● **Material for this exercise**:

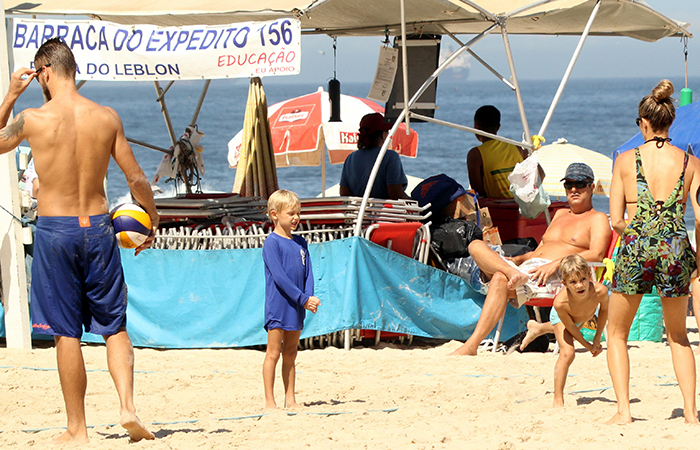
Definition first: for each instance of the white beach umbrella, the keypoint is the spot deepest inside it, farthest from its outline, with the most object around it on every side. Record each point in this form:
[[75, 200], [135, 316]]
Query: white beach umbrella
[[556, 157]]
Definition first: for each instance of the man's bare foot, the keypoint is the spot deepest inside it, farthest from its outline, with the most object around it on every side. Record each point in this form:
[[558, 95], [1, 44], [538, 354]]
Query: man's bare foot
[[68, 438], [516, 278], [137, 430], [534, 330], [464, 350], [619, 418], [692, 418]]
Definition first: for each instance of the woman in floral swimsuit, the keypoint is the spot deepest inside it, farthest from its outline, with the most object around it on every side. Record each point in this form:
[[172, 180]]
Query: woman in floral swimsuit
[[652, 184]]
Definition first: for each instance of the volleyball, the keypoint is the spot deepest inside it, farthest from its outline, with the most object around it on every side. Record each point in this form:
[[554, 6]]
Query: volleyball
[[132, 225]]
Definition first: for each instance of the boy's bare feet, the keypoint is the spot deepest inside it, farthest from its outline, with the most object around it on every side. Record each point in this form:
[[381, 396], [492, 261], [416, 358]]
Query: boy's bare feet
[[516, 278], [137, 430], [619, 418], [68, 438]]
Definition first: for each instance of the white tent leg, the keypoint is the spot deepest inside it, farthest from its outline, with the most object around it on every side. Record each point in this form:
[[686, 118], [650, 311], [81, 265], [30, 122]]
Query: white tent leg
[[569, 69], [514, 80], [404, 60]]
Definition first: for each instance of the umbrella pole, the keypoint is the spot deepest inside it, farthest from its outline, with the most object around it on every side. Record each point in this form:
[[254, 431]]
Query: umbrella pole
[[323, 172]]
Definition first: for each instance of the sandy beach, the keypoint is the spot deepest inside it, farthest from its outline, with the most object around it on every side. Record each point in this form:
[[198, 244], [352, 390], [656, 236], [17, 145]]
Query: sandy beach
[[387, 397]]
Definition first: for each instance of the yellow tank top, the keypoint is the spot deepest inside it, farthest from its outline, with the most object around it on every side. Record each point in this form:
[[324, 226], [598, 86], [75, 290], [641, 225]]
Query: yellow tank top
[[499, 159]]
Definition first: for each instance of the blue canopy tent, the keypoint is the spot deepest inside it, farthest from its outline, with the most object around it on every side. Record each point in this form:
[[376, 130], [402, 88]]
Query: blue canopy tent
[[684, 133]]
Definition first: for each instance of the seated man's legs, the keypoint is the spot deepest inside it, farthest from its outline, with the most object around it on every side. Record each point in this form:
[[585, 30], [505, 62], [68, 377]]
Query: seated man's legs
[[561, 368], [491, 263], [504, 278]]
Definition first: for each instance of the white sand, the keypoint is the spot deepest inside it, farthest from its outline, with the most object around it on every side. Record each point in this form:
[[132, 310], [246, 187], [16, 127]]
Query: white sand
[[387, 397]]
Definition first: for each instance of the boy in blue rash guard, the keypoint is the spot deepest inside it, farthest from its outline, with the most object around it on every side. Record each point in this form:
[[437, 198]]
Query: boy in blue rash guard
[[289, 289]]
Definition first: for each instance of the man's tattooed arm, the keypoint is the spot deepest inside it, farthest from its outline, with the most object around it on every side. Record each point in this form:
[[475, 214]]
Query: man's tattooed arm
[[13, 130]]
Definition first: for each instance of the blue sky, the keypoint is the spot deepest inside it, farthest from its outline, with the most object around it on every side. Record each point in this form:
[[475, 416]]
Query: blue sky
[[536, 57]]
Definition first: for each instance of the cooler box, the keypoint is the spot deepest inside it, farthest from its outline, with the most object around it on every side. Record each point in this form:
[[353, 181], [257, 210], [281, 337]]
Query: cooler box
[[511, 225]]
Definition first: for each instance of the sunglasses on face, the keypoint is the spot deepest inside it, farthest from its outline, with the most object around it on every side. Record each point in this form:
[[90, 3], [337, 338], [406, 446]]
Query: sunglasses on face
[[576, 184]]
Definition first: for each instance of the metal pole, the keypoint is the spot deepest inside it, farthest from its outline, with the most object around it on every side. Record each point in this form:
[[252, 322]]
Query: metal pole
[[12, 265], [483, 63], [569, 69], [193, 122], [514, 76], [404, 59], [164, 109], [151, 146]]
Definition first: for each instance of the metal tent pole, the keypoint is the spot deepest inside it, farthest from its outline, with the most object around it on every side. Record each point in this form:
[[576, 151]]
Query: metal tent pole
[[385, 146], [193, 122], [569, 69]]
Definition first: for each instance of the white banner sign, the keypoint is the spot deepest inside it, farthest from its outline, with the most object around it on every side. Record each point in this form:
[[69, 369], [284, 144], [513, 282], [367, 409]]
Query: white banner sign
[[109, 51]]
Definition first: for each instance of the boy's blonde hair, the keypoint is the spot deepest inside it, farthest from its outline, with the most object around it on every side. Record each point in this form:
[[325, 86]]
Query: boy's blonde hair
[[282, 198], [573, 265]]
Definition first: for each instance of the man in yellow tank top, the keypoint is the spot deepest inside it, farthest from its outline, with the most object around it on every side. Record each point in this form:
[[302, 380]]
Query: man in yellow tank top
[[490, 163]]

● **Your task**:
Rewrite all the records above, changing "keypoint" to "anchor point" and keeping everything else the same. Leave out the pictures.

● **Complete output**:
Definition first: for each instance of the white beach umbrella, the anchor point is the spot deepest inside it, farthest from its outline, with the most object around it on every side. Record each point in this form:
[[75, 200], [135, 316]]
Query: white beach umbrella
[[556, 157]]
Definition first: for each instance of the man's bare foot, the anchor point is the spot deepest inside it, farthest from its outline, with the most object around it on every side. Record each point in this form:
[[558, 95], [1, 44], [538, 354]]
Query: man's bare foot
[[68, 438], [516, 278], [137, 430], [534, 330], [464, 350], [619, 418], [692, 418]]
Definition first: for each instance of the woman in floral swimsuit, the anchor point is the spot deepest inside it, farthest from its outline, with the most object around it on every side. Record each point in this form:
[[172, 180]]
Query: woman in floral swimsuit
[[652, 184]]
Definition first: for each instance of the volleyball, the anchor point is the spot deepest inside it, farthest from its outline, with the most object around it on every side. Record each point in this form:
[[554, 6]]
Query: volleyball
[[132, 225]]
Definition first: for each instance of the boy's bare feet, the anchor point is the spot deepest inside it, farthest from its outline, with the most object around it on every side. Record each point in this form:
[[381, 396], [492, 261], [416, 358]]
Query: boy's bare feet
[[516, 278], [137, 430], [619, 418], [68, 438]]
Definition first: for each instance of the white tent leg, the anchor point is the spot deepest inside it, farthest from its outline, with the most object around it on every side. Record each point in this form:
[[686, 118], [650, 311], [81, 265], [30, 122]]
Query: white tent leg
[[569, 69], [514, 80], [404, 60]]
Definition first: for each instance of the umbrella pole, the anchor point is the spot deepest inside it, farthest from its outline, with the most object around it on every side. Record each point in this form:
[[254, 431]]
Query: umbrella pole
[[323, 172]]
Definition first: for each instance of the sandy beach, the anchor point is the spot deepest inside it, farthest from its outline, with the most object around it on every side. Record each point in this form:
[[198, 244], [352, 390], [656, 236], [17, 145]]
Query: sandy beach
[[387, 397]]
Definition first: for each instance of the yellow tank top, the anchor point is the spot deepest inside it, farthest from its outline, with the most object around it on every side. Record each point in this form:
[[324, 226], [598, 86], [75, 290], [641, 225]]
Query: yellow tank top
[[499, 159]]
Definition first: for each instance of the blue canopy tent, the anchor point is the spot deepest inside it, farthest from its outline, with the most object around it on every side. Record each point in this form:
[[376, 130], [402, 88]]
Query: blue canopy tent
[[684, 133]]
Definition first: for each instance of the seated man's legs, the anchor point is the spot deepest inside it, farthest from its outline, with the most object around it on every side. Record each point in this form:
[[585, 30], [505, 62], [68, 377]]
Query: seated man's legs
[[561, 368], [491, 263], [504, 278]]
Definition first: for each instance of the white sand, the anchor point is the spot deepest inside it, farthest from its outline, with the most object around it on every side. Record each point in this form:
[[132, 310], [246, 187], [16, 127]]
Query: white sand
[[387, 397]]
Definition first: for each instance of the boy in blue rash guard, the anchor point is the spot deepest inside it, farthest from its outline, with the most object around it on every side. Record each point in this form:
[[437, 198]]
Query: boy in blue rash guard
[[289, 289]]
Definition first: for each instance of the man's tattooed arm, the anchor point is the spot deepest inside it, farthest from its outline, with the most object around it on every side. Record each point in this form:
[[475, 214]]
Query: man's tattooed arm
[[13, 130]]
Definition first: for each instance of the blue sky, the anchor point is the spot deepest inside it, farthest from its outline, with the most object around it on every side. Record each point in this form:
[[475, 416]]
Query: blue sky
[[536, 57]]
Definition first: for each instance of the cooler box, the anchor point is the spot deepest inside it, farthest from its outline, with the most object around it on every side. Record each point in this form:
[[353, 181], [257, 210], [281, 337]]
Query: cooler box
[[511, 225]]
Definition first: for each instance of the sunglasses on face, the anchor point is the spot deepest inside it, farthest from its outline, with the most object around it on every side. Record each point in this form:
[[90, 3], [337, 338], [406, 446]]
Query: sunglasses on face
[[576, 184]]
Definition first: for each instance of the metal pole, the anchor point is the spot deepest inside it, farthest from its outline, with the most object around it on every side. Record each point in this form:
[[252, 322]]
Query: metal pole
[[12, 265], [483, 63], [569, 69], [193, 122], [514, 76], [404, 59], [164, 109], [151, 146]]
Definition first: for each instance of the metal tent pole, the anchor point is the spot deepest inside it, farthest from its outline, with the most object around it on every side. Record each point in this form:
[[576, 151]]
Query: metal tent pole
[[385, 146], [193, 122], [569, 69]]
Definition first: for each instance of the white banner sign, the anchor point is the spot deepest inside it, farthest from its outline, with the most object around it on every side. Record each point in this form:
[[69, 369], [284, 144], [513, 282], [367, 409]]
Query: white banner sign
[[109, 51]]
Definition first: for each instance of the boy's blonde hair, the anchor point is the spot deepest inside it, farthest from its outline, with the most object around it on every side. Record each point in this form:
[[325, 86]]
Query: boy's blonde hair
[[282, 198], [573, 265]]
Definition first: for each instance of the man in yellow tank top, the anchor point is the spot deepest inside it, farthest from its outline, with the most object around it on every side. Record each point in this form:
[[302, 380]]
Query: man in yellow tank top
[[490, 163]]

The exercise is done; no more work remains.